[DOCUMENT SECTION]:
Andrea Strimling
Commissioner, International ADR, Federal Mediation and Conciliation Service; also a founder of ACRON (the Applied Conflict Resolution Organizations Network)
![]() |
This rough transcript provides a text alternative to audio. We apologize for occasional errors and unintelligible sections (which are marked with ???).
The really glowingly positive story is from South Africa and that is the picture of the students that I taught in South Africa. I was there on a three and half month Full-Bright senior fellowship and it was a joint teaching research position at a University called ???, which is an old world, formerly Afrikaner University that has since diversified. However the administration and the senior faculty are still very much from that old world. Yet they have a very racially diverse student body. I was teaching this class of absolutely wonderful, wonderful students and this is just such a long story so I really have to think about what aspects of it to really emphasize for you.
These students had never had structured opportunities; in fact they never had opportunities to really talk across the black white divide about apartheid and their experiences. Now they were about eighteen or nineteen when I was teaching them, so they had been young adolescents when apartheid ended. They had therefore lived through apartheid and lived into the new democracy. And they were so good hearted and they really were eager to learn about international conflict resolution and peace building. I told them that we couldn't engage in this learning process without looking at their experiences and they were incredibly frightened because they had really never talked about racism or apartheid with members outside their racial groups. So, it was a very slow process of trying to create situations in which they could feel comfortable to have these discussions.

[Extracted records]
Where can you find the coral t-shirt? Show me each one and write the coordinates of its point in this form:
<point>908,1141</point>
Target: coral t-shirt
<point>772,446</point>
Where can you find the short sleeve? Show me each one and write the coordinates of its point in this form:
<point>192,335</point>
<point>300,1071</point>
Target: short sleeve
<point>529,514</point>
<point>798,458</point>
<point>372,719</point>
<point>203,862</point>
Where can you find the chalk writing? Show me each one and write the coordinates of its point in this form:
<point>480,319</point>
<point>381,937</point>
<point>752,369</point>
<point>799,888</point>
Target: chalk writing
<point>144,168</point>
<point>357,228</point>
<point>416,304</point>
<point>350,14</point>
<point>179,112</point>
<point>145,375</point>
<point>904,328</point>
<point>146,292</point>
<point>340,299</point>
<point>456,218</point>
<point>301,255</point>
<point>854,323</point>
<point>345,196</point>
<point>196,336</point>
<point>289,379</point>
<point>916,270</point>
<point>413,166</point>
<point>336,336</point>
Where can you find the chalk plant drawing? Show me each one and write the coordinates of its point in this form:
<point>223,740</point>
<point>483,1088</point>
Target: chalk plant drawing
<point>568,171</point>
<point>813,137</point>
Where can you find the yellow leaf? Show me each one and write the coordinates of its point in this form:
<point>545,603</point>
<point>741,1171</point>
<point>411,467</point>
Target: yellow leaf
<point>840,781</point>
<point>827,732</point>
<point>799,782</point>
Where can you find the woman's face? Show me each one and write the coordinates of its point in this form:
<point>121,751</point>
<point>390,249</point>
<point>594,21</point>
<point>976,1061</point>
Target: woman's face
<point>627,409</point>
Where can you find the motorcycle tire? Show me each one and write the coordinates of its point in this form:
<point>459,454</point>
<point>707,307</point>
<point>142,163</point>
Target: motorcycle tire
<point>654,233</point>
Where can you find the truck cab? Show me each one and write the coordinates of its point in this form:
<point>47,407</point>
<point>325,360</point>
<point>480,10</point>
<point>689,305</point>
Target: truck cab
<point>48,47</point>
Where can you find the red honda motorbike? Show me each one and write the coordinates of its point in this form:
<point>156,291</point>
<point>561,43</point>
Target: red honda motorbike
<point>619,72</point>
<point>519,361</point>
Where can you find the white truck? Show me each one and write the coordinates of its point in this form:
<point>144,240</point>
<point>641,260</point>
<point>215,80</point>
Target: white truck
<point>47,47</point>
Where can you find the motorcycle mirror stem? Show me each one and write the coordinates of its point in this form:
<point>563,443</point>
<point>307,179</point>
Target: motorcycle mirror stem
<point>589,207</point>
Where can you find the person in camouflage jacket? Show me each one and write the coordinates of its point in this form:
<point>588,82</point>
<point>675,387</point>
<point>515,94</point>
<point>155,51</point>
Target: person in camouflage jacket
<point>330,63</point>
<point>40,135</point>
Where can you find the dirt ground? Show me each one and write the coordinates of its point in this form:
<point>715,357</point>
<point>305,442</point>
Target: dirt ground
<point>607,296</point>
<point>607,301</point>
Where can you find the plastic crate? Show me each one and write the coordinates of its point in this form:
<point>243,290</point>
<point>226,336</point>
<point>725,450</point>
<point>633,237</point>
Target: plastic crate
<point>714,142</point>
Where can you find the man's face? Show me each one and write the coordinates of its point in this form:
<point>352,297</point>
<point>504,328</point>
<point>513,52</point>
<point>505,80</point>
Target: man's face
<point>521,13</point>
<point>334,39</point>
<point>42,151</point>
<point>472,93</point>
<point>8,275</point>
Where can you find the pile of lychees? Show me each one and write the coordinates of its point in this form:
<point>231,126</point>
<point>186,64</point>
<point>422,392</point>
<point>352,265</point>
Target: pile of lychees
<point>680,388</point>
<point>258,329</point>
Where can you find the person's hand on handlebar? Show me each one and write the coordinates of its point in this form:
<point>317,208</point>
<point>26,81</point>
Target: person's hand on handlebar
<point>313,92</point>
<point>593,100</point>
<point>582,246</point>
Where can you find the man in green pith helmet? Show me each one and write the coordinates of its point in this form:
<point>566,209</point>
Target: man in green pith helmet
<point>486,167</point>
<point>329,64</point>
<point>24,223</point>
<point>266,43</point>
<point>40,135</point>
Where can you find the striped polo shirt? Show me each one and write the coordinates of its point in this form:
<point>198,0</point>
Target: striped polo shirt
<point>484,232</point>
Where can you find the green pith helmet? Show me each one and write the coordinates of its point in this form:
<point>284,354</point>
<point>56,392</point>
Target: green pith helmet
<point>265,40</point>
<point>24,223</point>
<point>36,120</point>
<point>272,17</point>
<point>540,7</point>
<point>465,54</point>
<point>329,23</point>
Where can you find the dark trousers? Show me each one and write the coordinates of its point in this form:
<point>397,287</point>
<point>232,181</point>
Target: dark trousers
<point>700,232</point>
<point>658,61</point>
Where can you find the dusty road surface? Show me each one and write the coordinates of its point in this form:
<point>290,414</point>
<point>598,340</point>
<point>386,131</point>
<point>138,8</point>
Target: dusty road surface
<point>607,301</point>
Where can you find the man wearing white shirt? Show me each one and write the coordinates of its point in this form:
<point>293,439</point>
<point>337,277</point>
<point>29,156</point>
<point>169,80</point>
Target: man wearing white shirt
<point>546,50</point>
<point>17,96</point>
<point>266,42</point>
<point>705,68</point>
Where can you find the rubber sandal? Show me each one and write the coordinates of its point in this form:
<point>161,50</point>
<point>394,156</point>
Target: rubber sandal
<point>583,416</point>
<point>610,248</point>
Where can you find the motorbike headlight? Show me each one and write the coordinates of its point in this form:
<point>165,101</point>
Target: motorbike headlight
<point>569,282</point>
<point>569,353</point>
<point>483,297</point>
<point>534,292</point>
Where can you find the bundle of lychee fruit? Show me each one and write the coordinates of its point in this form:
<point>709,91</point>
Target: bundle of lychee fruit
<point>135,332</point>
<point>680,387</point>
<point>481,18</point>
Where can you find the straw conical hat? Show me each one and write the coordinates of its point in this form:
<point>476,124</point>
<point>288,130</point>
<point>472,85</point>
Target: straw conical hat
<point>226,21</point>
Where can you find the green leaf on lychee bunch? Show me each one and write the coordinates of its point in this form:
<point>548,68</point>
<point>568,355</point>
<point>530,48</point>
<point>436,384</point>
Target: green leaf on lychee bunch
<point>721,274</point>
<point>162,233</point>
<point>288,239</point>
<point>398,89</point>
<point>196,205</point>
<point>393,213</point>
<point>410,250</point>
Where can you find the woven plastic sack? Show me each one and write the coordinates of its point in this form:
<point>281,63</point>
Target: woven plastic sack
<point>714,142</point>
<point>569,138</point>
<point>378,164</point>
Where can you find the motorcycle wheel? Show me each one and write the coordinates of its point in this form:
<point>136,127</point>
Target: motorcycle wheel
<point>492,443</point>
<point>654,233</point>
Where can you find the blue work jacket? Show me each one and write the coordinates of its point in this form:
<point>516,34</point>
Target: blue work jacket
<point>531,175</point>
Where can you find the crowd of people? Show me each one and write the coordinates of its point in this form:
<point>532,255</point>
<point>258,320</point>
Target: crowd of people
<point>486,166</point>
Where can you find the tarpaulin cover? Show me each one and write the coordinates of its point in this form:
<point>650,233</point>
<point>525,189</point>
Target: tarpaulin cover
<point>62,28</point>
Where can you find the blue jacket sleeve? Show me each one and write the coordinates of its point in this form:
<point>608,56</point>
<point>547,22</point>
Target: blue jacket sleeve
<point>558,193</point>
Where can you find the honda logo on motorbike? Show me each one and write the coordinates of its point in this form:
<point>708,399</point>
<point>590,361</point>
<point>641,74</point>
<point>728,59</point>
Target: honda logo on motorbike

[REQUIRED ACTIONS]:
• a. Answer these questions about the transcript:
(i) Of which network is Andrea Strimling named as a founder?
(ii) How long was the fellowship in South Africa?
(iii) About how old were the students when they were being taught?
• b. In the transcript, rewrite the passage starting with "The really glowingly" and going on through "emphasize for you.", substituting "ethnically diverse" for "racially diverse".

[TASK RESULTS]:
• a.
(i) ACRON, the Applied Conflict Resolution Organizations Network
(ii) Three and a half months
(iii) About eighteen or nineteen

• b.
The really glowingly positive story is from South Africa and that is the picture of the students that I taught in South Africa. I was there on a three and half month Full-Bright senior fellowship and it was a joint teaching research position at a University called ???, which is an old world, formerly Afrikaner University that has since diversified. However the administration and the senior faculty are still very much from that old world. Yet they have a very ethnically diverse student body. I was teaching this class of absolutely wonderful, wonderful students and this is just such a long story so I really have to think about what aspects of it to really emphasize for you.